— START —
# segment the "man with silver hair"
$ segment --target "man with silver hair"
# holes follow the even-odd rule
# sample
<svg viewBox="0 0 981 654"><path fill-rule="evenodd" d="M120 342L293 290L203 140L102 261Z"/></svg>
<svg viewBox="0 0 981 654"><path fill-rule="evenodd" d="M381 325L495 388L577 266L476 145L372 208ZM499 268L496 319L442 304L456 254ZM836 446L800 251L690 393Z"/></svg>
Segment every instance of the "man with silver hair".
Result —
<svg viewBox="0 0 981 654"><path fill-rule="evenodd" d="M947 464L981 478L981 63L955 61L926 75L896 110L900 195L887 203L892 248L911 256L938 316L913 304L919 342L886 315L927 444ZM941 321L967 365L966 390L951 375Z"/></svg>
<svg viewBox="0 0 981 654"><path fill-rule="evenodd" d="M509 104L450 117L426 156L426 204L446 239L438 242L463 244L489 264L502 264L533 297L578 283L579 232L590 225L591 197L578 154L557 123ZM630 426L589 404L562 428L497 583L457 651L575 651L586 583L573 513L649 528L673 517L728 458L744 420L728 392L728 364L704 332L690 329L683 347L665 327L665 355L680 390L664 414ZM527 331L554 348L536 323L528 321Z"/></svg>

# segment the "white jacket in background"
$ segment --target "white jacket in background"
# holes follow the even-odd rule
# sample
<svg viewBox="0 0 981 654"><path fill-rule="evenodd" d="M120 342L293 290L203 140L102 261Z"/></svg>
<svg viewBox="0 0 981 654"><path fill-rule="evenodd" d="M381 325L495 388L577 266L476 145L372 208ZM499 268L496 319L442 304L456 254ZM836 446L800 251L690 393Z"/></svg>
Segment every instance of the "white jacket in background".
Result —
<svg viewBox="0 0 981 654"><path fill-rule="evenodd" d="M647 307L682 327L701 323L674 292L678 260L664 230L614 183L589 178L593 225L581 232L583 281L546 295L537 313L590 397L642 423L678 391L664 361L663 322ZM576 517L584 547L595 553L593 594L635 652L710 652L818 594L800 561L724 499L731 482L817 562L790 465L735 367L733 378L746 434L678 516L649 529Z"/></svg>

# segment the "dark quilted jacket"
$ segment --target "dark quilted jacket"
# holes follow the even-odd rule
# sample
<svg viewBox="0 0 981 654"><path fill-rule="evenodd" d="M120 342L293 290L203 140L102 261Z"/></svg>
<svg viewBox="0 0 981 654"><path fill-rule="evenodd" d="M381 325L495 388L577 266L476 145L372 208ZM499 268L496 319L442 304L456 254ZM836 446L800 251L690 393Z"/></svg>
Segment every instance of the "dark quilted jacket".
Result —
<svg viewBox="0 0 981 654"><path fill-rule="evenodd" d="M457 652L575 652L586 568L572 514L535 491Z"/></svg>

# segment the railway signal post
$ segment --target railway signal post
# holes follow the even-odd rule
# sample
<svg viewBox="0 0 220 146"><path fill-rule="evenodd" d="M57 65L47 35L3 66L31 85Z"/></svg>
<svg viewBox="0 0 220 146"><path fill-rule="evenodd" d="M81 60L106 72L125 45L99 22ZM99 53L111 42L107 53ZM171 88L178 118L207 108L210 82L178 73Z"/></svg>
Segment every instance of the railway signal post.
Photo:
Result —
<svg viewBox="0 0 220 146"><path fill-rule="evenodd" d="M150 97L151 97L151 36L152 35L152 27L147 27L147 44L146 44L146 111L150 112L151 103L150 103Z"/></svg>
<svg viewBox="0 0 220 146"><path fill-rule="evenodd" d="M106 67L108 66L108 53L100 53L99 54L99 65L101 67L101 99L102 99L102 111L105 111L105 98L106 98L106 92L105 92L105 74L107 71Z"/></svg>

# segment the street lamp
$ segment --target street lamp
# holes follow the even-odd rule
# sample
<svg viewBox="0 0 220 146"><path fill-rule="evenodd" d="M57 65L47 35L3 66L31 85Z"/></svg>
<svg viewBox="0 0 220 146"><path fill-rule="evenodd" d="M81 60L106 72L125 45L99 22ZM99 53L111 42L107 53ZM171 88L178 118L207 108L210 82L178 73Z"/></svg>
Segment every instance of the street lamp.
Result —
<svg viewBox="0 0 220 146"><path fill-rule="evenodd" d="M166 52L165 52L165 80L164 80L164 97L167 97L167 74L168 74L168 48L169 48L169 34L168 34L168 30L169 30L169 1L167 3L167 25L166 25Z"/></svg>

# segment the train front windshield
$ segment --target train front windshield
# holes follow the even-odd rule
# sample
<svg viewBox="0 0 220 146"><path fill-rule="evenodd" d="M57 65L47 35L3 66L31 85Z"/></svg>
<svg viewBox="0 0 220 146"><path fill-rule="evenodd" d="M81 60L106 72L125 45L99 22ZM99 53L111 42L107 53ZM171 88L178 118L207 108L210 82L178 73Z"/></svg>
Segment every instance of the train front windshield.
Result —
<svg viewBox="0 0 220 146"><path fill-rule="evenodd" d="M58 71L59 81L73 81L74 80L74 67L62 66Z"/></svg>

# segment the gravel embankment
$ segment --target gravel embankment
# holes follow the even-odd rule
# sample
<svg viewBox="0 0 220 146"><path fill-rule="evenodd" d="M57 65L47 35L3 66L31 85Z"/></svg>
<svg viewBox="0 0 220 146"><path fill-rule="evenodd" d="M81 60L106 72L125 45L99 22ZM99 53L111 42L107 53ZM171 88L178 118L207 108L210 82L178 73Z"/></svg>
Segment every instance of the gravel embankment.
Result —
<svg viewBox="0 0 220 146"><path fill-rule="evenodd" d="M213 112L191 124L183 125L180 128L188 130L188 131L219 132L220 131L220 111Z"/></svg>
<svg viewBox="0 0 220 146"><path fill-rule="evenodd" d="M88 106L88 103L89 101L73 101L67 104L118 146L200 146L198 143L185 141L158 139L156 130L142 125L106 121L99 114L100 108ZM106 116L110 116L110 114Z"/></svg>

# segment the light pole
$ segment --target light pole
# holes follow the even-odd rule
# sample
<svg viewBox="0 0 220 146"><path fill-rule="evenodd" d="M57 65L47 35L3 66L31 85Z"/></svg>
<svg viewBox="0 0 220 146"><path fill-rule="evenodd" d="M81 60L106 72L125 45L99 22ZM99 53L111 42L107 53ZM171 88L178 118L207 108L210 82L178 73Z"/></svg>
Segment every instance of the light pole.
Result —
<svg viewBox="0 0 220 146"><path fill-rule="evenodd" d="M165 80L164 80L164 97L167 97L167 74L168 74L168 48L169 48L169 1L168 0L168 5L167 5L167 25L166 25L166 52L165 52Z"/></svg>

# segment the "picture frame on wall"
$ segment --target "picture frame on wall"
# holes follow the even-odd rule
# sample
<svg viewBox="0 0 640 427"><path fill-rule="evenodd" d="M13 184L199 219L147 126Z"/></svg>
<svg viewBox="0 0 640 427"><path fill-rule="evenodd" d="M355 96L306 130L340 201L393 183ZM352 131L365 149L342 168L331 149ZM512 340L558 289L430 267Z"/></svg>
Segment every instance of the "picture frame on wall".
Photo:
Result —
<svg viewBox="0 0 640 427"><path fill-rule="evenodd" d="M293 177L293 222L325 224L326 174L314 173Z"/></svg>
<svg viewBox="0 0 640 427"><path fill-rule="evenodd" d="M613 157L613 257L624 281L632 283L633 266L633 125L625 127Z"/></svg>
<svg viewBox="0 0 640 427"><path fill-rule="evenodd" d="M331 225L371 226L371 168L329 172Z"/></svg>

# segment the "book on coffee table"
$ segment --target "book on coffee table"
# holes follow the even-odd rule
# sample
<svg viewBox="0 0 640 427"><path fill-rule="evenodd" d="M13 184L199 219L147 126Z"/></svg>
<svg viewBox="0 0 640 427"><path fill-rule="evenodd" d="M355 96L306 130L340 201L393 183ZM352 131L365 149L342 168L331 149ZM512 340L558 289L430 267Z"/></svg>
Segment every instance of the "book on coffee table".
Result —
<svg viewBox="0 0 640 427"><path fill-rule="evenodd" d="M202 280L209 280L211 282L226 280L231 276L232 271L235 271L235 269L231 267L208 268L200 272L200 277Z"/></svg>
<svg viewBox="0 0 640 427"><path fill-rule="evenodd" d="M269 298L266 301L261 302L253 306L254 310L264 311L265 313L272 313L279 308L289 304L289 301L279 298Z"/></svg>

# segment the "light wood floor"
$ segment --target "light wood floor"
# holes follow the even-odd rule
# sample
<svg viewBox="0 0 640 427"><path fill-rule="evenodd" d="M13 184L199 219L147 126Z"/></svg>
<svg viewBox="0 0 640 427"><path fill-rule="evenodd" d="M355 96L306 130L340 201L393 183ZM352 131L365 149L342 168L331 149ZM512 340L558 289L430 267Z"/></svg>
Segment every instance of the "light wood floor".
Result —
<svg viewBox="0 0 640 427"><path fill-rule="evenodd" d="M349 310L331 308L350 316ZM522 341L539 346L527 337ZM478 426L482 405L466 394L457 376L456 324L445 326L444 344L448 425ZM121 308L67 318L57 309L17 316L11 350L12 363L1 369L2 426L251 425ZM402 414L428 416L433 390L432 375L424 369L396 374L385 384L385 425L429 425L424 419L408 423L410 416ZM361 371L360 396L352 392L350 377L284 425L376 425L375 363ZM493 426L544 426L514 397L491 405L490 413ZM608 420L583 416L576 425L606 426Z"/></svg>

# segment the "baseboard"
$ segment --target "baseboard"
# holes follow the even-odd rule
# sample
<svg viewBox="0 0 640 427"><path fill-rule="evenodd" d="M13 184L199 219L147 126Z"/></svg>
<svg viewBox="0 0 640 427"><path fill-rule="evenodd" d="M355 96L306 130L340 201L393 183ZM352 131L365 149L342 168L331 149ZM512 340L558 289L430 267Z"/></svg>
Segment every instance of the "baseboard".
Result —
— END —
WHAT YOU HAVE TO DO – Show every line of the data above that contains the string "gravel", matching case exactly.

COMPLETED EXERCISE –
# segment the gravel embankment
$ segment --target gravel embankment
Segment every instance of the gravel embankment.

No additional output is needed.